* [YOUR TASK]: Reproduce every item below word for word, keeping them in the same order.

----------

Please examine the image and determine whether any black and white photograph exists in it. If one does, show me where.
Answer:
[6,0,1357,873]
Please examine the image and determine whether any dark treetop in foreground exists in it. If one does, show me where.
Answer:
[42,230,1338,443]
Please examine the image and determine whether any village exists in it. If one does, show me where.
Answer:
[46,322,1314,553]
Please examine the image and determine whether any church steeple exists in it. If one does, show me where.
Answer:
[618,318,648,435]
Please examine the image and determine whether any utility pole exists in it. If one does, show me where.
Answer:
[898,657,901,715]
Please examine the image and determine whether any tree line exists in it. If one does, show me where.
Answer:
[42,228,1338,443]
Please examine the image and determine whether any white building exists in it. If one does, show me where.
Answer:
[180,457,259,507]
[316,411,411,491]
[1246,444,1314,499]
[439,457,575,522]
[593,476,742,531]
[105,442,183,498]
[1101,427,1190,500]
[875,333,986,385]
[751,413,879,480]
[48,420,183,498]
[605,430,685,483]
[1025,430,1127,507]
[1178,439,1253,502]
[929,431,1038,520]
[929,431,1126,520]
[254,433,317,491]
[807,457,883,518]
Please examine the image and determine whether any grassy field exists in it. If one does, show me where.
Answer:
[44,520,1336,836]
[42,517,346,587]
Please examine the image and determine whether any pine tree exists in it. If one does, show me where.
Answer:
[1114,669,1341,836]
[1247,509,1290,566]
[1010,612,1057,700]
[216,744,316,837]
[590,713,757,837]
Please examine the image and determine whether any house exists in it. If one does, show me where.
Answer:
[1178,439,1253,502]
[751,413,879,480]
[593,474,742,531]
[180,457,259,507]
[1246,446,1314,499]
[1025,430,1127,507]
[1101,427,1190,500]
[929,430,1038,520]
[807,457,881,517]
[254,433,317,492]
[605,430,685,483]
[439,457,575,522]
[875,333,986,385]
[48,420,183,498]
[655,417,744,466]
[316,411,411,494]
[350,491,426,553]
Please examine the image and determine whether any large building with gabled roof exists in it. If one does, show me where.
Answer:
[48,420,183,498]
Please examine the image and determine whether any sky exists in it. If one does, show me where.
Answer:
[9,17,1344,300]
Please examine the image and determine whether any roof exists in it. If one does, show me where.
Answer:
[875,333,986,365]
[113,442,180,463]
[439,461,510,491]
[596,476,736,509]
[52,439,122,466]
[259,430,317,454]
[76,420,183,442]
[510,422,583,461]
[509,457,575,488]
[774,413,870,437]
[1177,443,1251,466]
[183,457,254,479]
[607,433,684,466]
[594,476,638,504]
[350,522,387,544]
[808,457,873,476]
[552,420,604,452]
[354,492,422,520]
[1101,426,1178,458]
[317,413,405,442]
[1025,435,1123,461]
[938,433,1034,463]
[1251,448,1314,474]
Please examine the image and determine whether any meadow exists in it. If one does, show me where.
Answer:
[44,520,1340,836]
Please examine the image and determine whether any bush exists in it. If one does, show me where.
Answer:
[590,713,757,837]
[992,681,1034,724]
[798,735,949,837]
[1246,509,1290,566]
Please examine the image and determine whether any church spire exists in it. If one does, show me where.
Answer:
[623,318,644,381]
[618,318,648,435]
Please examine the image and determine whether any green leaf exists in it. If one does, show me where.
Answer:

----------

* [SOLUTION TO THE PROBLEM]:
Please examine the image and determine whether any black and white photograph exists in it. If one does, show me where.
Answer:
[6,0,1357,873]
Please examine the image and determine whether any dark treetop in foreground exists in it. If one does, show me where.
Answer:
[42,230,1338,443]
Please examine the image and determine whether any village exists in it. If one does, show me where.
Answer:
[46,322,1314,553]
Please examine the image and determine whether any church steeple exists in it. If one does, show me where.
Answer:
[618,318,648,435]
Please examine the image and determine whether any utility pole exists in it. If one does, show me where.
Answer:
[898,657,901,715]
Please examine the image and determine whether any tree line exists in it. If one does, show me where.
Answer:
[42,228,1338,443]
Please examine the image and determine whether any white building exists in it. If one does, show me where.
Answer:
[180,457,259,507]
[316,411,411,491]
[1246,444,1314,499]
[439,457,575,522]
[593,476,742,531]
[105,442,183,498]
[1101,427,1190,500]
[875,333,986,385]
[751,413,879,480]
[48,420,183,498]
[605,430,685,483]
[1025,430,1127,507]
[1178,439,1253,502]
[929,431,1038,520]
[929,431,1126,520]
[254,433,317,491]
[807,457,883,518]
Please examine the image and determine whether any grassy field exists in it. If one does, show me where.
Answer:
[44,520,1336,836]
[42,517,346,587]
Please examine the image and determine whether any pine tree exists in it. If one does, show me where.
Answer:
[1114,669,1341,836]
[1247,509,1290,566]
[1010,612,1057,700]
[216,744,316,837]
[590,713,757,837]
Please examine the image and determine whether any house exists in it. If one does, show me where.
Answer:
[1178,439,1253,502]
[751,413,879,480]
[593,474,742,531]
[180,457,259,507]
[1246,446,1314,499]
[1025,430,1127,507]
[1101,427,1190,500]
[929,430,1038,520]
[807,457,881,517]
[254,433,317,492]
[605,430,685,483]
[439,457,575,522]
[875,333,986,385]
[48,420,183,498]
[655,417,744,466]
[316,411,411,494]
[350,491,426,553]
Please examine the image and determine whether any large building with gabled roof exists in it. If one does, show me where.
Answer:
[48,420,183,498]
Please examine the image and determine whether any sky exists in it. If one does, show me where.
Answer:
[9,17,1344,300]
Please examine the image and determine whether any roof exists in it. If one does, show me where.
Answer:
[875,333,986,365]
[113,442,180,463]
[439,461,510,491]
[596,476,736,509]
[52,439,122,466]
[259,430,317,454]
[76,420,183,442]
[510,422,583,461]
[509,457,575,488]
[774,413,870,437]
[1177,443,1251,466]
[183,457,254,479]
[607,433,684,466]
[594,476,638,504]
[350,522,387,544]
[808,457,873,476]
[552,420,604,452]
[354,492,422,520]
[1101,426,1178,458]
[317,413,405,442]
[1025,435,1123,461]
[938,433,1034,463]
[1251,448,1314,474]
Please examine the image and determine whether any meadow exists in it. If one does, show me where.
Answer:
[44,520,1340,836]
Please examine the image and determine whether any bush exists in it. If one does, show me where.
Answer:
[590,713,757,837]
[992,681,1034,724]
[798,735,949,837]
[1246,509,1290,566]
Please examine the image and determine whether any church spire exists in it. If one does, show me where.
Answer:
[623,318,644,381]
[618,318,648,435]
Please examine the image and determine whether any green leaf exists in it. If one does, show me where.
Answer:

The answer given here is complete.